Text segment section start

Use double coding in the data entry, and chase up any differences between the versions. Devise nonresponse forms in which you try to find out why people they did not respond, or why they dropped out.

Last but not least, consult experts. Many academic centers have departments that specialize in research methodology. Sound expert advice may turn out to be extremely valuable for keeping your missing data rate under control.

Most of this advice can be found in books on research methodology and data quality. Good books are Shadish, Cook, and Campbell (2001), De Leeuw, Hox, and Dillman (2008), Dillman, Smyth, and Melani Christian (2008) and Groves et al. (2009).

1.6.2 Weighting procedures

Weighting is a method to reduce bias when the probability to be selected in the survey differs between respondents. In sample surveys, the responders are weighted by design weights, which are inversely proportional to their probability of being selected in the survey. If there are missing data, the complete cases are re-weighted according to design weights that are adjusted to counter any selection effects produced by nonresponse. The method is widely used in official statistics. Relevant pointers include Cochran (1977) and Särndal, Swensson, and Wretman (1992) and Bethlehem (2002).

Text segment section end
Excerpted data section start

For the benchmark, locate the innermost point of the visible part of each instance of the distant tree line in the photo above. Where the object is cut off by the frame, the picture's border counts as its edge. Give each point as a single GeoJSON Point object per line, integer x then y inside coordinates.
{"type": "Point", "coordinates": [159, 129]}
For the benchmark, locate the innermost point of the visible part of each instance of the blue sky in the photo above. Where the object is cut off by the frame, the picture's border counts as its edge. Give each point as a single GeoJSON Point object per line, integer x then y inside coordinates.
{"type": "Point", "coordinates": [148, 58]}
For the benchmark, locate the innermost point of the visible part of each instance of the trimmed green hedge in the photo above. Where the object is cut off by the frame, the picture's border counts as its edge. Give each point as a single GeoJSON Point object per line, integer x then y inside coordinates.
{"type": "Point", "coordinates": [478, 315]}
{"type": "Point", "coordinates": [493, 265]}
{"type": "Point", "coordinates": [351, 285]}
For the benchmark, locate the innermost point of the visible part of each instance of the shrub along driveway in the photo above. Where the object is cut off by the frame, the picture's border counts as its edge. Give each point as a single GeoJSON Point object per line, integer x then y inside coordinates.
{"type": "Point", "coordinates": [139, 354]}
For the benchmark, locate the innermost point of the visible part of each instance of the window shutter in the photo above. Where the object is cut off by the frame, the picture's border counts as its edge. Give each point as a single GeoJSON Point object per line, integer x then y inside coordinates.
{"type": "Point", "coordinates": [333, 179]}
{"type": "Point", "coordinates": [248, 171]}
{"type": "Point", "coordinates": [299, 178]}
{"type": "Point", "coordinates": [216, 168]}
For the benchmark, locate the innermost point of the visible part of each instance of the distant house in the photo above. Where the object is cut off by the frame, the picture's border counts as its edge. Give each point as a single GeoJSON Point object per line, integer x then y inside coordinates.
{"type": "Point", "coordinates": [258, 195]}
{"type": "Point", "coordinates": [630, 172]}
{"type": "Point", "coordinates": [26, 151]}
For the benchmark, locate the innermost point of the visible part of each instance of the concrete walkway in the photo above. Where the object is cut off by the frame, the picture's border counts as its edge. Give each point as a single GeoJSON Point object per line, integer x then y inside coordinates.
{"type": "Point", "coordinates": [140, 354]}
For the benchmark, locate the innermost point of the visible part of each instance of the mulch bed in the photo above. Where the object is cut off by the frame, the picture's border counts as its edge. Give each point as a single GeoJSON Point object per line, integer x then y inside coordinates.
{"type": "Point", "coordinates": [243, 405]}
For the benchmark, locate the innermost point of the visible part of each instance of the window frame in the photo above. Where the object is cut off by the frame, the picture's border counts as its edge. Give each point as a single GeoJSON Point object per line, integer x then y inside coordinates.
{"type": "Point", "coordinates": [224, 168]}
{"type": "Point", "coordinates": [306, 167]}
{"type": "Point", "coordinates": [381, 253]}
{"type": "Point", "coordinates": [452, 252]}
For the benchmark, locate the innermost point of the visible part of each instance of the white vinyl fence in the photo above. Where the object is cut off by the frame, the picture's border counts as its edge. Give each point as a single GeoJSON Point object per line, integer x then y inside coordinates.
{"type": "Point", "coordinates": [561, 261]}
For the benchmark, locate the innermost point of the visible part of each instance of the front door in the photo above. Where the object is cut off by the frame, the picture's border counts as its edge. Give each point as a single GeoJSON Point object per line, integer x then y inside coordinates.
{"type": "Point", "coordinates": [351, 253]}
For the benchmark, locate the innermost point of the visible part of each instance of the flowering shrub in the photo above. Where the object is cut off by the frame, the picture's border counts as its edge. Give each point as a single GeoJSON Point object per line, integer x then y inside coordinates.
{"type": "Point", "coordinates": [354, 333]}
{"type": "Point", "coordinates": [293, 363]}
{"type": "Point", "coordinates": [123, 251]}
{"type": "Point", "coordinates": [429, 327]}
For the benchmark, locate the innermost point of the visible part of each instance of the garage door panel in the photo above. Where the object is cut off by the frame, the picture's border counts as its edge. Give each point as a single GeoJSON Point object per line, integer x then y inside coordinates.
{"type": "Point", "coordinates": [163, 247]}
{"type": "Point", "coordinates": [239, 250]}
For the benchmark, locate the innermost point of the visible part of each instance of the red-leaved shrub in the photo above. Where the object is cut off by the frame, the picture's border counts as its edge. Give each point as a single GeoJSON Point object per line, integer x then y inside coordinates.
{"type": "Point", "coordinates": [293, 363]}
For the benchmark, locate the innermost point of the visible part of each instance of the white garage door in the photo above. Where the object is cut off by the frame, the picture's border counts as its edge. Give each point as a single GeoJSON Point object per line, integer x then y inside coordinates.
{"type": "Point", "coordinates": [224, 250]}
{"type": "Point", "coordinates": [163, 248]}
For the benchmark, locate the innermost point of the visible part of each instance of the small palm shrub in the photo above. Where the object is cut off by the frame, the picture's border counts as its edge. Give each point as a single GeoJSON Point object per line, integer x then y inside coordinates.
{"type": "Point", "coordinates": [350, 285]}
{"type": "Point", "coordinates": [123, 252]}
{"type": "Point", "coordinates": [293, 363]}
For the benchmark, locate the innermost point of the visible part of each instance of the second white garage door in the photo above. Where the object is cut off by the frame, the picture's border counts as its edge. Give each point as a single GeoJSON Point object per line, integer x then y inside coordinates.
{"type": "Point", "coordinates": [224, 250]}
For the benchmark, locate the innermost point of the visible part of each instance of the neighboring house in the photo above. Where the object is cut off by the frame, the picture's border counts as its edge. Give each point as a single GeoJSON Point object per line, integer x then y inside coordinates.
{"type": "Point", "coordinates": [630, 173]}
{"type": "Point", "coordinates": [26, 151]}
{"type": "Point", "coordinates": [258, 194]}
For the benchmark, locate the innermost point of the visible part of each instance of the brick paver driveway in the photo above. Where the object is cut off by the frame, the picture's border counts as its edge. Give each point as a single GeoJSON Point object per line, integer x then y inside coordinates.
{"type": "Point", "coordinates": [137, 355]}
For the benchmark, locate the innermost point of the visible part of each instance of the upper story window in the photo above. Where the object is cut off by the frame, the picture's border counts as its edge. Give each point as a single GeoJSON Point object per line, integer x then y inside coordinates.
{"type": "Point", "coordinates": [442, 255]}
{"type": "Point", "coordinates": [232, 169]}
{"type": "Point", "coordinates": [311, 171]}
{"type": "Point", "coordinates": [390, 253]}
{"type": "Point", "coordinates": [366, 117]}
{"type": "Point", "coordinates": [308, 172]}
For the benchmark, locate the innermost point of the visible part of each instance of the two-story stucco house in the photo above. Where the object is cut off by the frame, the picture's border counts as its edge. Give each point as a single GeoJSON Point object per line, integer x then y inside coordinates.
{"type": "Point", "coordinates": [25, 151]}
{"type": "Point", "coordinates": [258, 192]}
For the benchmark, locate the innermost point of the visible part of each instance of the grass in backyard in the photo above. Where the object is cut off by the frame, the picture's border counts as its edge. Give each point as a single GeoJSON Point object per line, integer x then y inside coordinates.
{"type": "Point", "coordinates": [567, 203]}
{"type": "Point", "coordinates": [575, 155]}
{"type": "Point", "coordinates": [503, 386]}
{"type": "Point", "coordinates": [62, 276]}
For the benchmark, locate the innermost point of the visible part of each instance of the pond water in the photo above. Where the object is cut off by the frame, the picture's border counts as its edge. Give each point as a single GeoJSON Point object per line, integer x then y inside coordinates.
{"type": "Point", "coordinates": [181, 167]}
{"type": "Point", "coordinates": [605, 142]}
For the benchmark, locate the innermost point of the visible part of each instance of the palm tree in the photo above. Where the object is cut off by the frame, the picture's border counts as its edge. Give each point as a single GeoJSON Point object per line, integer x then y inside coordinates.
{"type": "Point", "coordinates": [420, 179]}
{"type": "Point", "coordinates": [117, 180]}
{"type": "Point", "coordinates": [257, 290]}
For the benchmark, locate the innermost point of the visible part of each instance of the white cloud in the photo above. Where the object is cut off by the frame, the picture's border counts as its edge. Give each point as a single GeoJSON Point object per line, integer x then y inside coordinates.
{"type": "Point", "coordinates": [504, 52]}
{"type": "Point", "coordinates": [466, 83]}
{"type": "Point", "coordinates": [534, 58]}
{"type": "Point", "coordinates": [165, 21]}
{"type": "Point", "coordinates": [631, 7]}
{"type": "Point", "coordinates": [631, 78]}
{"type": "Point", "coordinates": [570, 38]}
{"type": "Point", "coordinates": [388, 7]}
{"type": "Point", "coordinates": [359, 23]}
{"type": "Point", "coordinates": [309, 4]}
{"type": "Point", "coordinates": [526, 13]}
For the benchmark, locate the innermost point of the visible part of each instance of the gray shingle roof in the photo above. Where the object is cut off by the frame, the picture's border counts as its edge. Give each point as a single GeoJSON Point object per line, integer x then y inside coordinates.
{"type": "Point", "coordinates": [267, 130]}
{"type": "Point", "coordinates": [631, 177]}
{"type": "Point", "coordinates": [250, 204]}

Excerpted data section end

Task set ->
**a)** According to the passage on missing data, what are the design weights for responders in sample surveys inversely proportional to?
**b)** Continue the passage on missing data from the point where it stops.
The rows have no role in this exercise.

Results for each task ->
**a)** Their probability of being selected in the survey.

**b)**
The method is relatively simple in that only one set of weights is needed for all incomplete variables. On the other hand, it discards data by listwise deletion, and it cannot handle partial response. Expressions for the variance of regression weights or correlations tend to be complex, or do not exist. The weights are estimated from the data, but are generally treated as fixed. The implications for this are unclear (Little and Rubin 2002, 53).

There has been interest recently in improved weighting procedures that are “double robust” (Scharfstein, Rotnitzky, and Robins 1999; Bang and Robins 2005). This estimation method requires specification of three models: Model A is the scientifically interesting model, Model B is the response model for the outcome, and model C is the joint model for the predictors and the outcome. The dual robustness property states that: if either Model B or Model C is wrong (but not both), the estimates under Model A are still consistent. This seems like a useful property, but the issue is not free of controversy (Kang and Schafer 2007).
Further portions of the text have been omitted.